▶ **About this exercise**: Gather all lines in the records below that include the word "around".

Records from a dataset
|---|

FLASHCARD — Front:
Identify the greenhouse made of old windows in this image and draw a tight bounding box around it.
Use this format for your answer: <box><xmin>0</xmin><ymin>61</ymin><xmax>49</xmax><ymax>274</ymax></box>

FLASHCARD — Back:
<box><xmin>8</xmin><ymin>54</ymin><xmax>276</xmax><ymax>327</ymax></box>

|---|

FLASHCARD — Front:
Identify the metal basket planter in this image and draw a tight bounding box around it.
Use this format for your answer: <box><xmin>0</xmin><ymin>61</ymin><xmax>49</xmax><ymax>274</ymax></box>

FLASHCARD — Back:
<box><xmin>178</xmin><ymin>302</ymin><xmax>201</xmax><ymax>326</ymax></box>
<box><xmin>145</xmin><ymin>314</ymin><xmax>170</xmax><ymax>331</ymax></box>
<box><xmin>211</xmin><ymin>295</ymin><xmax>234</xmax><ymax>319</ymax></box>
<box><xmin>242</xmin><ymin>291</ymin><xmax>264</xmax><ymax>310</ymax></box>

|---|

▶ **Result below**:
Identify the greenhouse made of old windows in this image and draw a tight bounding box around it.
Identify the metal basket planter in this image and draw a tight bounding box around it.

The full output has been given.